━━ EXERCISE DATA

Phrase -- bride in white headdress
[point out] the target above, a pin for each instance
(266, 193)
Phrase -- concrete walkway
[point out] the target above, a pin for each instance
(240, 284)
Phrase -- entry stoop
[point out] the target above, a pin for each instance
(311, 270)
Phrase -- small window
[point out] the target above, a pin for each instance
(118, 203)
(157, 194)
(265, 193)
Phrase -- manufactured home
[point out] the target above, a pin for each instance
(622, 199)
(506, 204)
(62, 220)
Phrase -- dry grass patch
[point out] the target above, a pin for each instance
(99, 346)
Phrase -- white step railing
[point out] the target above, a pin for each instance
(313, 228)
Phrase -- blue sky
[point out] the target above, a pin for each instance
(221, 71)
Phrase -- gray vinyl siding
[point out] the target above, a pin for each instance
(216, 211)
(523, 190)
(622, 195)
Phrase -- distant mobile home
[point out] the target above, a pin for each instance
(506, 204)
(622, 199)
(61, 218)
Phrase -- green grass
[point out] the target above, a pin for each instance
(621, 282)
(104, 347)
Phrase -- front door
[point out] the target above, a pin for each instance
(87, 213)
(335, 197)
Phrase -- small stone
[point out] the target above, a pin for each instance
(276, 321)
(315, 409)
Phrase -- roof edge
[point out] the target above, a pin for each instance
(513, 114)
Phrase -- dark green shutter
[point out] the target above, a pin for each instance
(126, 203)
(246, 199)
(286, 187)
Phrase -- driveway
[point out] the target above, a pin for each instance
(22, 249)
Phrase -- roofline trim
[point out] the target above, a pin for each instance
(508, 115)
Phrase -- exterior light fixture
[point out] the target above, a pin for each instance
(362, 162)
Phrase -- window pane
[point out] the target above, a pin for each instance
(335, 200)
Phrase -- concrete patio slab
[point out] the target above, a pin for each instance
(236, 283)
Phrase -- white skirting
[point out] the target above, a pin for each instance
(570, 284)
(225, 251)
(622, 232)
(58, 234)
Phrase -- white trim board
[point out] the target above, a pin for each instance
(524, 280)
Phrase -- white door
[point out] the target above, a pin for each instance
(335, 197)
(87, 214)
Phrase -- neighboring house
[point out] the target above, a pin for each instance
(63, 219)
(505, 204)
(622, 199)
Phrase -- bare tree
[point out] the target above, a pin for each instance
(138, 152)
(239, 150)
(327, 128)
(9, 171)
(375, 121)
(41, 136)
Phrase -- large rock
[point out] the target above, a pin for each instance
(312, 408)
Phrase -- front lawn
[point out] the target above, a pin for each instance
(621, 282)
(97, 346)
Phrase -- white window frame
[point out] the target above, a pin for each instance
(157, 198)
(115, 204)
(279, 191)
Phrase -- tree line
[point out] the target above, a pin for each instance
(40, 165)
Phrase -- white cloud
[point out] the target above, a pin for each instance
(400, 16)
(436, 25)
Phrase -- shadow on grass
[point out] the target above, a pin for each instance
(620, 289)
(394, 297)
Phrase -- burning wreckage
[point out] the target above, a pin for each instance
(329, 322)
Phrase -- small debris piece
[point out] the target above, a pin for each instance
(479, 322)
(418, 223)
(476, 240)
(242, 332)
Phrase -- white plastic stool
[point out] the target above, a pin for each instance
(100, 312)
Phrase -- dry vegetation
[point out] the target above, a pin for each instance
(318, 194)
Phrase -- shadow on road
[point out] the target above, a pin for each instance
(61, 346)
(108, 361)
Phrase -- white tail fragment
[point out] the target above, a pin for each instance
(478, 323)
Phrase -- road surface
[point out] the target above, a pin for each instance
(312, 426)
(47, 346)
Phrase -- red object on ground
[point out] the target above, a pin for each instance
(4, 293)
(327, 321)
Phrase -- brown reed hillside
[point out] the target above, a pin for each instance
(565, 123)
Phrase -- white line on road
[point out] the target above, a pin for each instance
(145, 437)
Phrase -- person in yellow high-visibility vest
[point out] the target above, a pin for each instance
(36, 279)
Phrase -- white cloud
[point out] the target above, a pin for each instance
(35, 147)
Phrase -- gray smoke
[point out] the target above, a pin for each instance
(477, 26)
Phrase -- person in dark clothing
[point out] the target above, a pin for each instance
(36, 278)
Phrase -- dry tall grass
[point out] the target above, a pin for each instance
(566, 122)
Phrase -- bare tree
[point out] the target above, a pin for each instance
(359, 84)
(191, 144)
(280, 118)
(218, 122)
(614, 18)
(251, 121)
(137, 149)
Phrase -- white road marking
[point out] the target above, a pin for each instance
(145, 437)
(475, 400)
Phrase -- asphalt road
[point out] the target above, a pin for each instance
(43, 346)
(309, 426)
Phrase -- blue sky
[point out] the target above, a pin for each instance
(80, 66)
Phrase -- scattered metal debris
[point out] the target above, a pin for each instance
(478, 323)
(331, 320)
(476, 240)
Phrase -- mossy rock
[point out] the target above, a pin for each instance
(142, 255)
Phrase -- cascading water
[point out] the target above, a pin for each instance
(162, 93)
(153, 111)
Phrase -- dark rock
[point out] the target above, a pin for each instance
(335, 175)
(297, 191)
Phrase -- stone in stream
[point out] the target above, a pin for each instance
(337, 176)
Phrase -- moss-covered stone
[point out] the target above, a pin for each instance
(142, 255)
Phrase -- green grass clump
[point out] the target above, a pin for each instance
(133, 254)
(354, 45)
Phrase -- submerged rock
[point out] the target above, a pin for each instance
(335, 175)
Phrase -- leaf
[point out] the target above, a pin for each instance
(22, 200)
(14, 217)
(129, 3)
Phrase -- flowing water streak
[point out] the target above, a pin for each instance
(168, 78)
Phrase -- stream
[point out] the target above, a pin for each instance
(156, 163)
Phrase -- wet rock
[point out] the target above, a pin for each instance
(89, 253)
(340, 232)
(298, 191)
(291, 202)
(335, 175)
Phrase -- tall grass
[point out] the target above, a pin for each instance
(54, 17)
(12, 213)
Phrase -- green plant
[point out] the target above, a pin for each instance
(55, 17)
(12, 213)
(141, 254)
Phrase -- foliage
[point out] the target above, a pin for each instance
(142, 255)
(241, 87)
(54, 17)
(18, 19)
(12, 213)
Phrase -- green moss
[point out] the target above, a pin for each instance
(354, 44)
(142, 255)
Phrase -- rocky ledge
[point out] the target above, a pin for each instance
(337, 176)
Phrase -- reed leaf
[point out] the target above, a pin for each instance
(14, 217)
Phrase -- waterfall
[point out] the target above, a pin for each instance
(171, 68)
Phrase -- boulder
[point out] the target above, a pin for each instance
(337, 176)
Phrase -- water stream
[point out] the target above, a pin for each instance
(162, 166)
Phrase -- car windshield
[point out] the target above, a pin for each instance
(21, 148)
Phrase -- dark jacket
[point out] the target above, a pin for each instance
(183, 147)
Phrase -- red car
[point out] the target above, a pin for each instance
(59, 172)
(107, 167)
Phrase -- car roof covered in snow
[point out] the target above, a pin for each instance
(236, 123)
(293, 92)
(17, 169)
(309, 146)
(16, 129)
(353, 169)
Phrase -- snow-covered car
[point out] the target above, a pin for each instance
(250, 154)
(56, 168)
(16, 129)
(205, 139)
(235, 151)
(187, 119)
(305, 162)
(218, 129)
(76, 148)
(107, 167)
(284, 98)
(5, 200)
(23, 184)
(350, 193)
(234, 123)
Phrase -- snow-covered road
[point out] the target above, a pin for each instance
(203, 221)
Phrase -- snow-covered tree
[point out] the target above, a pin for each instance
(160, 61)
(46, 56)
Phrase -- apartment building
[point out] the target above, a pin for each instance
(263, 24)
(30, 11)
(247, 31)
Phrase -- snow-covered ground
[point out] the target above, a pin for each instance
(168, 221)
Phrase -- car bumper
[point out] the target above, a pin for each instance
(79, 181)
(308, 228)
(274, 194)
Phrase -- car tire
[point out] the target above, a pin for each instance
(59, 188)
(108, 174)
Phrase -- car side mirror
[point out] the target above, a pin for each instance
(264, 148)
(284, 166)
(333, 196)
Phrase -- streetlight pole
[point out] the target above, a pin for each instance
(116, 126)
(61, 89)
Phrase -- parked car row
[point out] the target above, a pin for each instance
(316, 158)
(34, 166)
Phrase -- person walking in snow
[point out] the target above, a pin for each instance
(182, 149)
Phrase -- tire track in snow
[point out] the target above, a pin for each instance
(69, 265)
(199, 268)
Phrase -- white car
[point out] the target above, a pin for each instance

━━━━

▶ [EXERCISE GOAL]:
From the entries, find how many lines contain "tire" and give the number alone.

▶ [SOLUTION FOR THIS PROBLEM]:
2